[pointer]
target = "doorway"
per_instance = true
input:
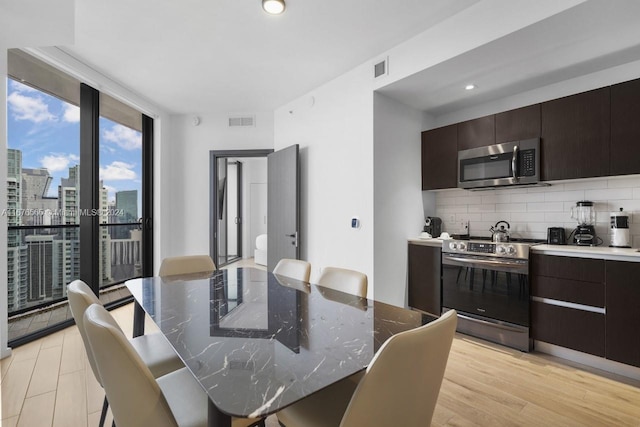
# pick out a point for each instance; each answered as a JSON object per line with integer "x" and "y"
{"x": 237, "y": 194}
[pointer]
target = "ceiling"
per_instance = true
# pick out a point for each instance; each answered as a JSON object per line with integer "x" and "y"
{"x": 228, "y": 55}
{"x": 587, "y": 38}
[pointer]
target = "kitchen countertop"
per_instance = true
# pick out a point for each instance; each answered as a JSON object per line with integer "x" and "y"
{"x": 426, "y": 242}
{"x": 598, "y": 252}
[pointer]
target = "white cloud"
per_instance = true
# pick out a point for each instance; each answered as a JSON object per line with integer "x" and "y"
{"x": 117, "y": 171}
{"x": 29, "y": 108}
{"x": 124, "y": 137}
{"x": 71, "y": 113}
{"x": 58, "y": 162}
{"x": 17, "y": 86}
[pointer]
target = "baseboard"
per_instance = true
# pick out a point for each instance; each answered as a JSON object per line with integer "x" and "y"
{"x": 588, "y": 360}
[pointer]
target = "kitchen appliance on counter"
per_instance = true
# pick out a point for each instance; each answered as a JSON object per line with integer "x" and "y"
{"x": 585, "y": 233}
{"x": 488, "y": 284}
{"x": 500, "y": 234}
{"x": 509, "y": 163}
{"x": 433, "y": 225}
{"x": 556, "y": 236}
{"x": 620, "y": 230}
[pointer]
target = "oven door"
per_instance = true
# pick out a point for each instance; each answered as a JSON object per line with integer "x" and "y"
{"x": 493, "y": 288}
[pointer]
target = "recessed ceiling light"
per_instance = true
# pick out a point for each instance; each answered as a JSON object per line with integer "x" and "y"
{"x": 273, "y": 7}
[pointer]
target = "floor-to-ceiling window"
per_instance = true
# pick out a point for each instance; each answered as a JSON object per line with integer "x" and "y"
{"x": 76, "y": 188}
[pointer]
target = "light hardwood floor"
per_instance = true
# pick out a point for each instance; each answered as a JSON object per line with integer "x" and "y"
{"x": 49, "y": 383}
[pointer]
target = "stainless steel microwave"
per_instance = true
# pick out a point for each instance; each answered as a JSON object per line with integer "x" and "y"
{"x": 510, "y": 163}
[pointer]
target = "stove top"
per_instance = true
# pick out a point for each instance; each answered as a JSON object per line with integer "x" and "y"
{"x": 484, "y": 247}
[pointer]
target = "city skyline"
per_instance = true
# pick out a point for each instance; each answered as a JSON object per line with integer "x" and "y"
{"x": 47, "y": 131}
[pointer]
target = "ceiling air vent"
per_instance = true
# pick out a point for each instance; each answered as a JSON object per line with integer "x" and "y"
{"x": 242, "y": 121}
{"x": 380, "y": 68}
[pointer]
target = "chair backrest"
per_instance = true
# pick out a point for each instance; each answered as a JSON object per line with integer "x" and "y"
{"x": 134, "y": 395}
{"x": 293, "y": 268}
{"x": 186, "y": 265}
{"x": 402, "y": 383}
{"x": 349, "y": 281}
{"x": 80, "y": 298}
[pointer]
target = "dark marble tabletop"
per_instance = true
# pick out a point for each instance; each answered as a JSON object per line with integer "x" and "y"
{"x": 257, "y": 342}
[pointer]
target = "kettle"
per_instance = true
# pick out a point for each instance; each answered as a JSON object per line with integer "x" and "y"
{"x": 500, "y": 234}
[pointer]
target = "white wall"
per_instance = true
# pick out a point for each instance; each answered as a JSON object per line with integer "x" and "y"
{"x": 334, "y": 127}
{"x": 398, "y": 210}
{"x": 187, "y": 193}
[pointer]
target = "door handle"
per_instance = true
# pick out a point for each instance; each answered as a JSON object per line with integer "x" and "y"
{"x": 294, "y": 236}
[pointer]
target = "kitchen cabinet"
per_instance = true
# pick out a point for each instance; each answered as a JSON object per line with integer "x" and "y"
{"x": 562, "y": 280}
{"x": 519, "y": 124}
{"x": 576, "y": 135}
{"x": 625, "y": 128}
{"x": 440, "y": 158}
{"x": 623, "y": 315}
{"x": 478, "y": 132}
{"x": 425, "y": 278}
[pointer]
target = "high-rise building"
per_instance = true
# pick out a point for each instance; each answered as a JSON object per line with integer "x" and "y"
{"x": 16, "y": 250}
{"x": 36, "y": 202}
{"x": 127, "y": 205}
{"x": 127, "y": 209}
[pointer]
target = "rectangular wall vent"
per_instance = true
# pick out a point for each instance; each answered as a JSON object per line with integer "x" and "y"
{"x": 242, "y": 121}
{"x": 380, "y": 69}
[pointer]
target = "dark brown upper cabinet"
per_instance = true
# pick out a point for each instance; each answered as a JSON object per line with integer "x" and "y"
{"x": 576, "y": 136}
{"x": 515, "y": 125}
{"x": 440, "y": 158}
{"x": 625, "y": 128}
{"x": 478, "y": 132}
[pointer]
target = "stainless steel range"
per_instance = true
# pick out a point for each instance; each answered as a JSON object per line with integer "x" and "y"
{"x": 488, "y": 284}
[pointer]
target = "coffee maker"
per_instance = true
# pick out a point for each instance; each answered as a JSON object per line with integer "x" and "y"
{"x": 585, "y": 233}
{"x": 620, "y": 229}
{"x": 433, "y": 225}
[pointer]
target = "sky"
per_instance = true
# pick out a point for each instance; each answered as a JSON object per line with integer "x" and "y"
{"x": 47, "y": 131}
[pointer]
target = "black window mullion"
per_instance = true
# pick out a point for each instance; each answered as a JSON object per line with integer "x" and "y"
{"x": 89, "y": 188}
{"x": 147, "y": 196}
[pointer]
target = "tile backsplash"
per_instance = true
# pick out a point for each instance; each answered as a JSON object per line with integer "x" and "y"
{"x": 530, "y": 211}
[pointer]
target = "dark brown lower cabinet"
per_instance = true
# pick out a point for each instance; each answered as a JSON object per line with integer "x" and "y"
{"x": 623, "y": 312}
{"x": 425, "y": 278}
{"x": 568, "y": 280}
{"x": 568, "y": 327}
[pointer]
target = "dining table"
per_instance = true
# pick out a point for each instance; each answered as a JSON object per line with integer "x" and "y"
{"x": 257, "y": 342}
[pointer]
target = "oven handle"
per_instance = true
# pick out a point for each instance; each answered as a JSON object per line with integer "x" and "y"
{"x": 475, "y": 262}
{"x": 492, "y": 324}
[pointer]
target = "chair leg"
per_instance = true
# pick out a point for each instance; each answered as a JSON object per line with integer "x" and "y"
{"x": 103, "y": 415}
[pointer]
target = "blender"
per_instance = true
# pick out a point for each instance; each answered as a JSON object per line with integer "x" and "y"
{"x": 585, "y": 233}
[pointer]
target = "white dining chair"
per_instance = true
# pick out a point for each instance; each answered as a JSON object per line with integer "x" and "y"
{"x": 154, "y": 350}
{"x": 341, "y": 279}
{"x": 293, "y": 268}
{"x": 137, "y": 398}
{"x": 399, "y": 388}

■ ■ ■ ■ ■ ■ ■

--- Task to complete ---
Going through the data above, count the lines where the string "oven" appears, and answer with only that number.

--- Reply to the exercise ---
2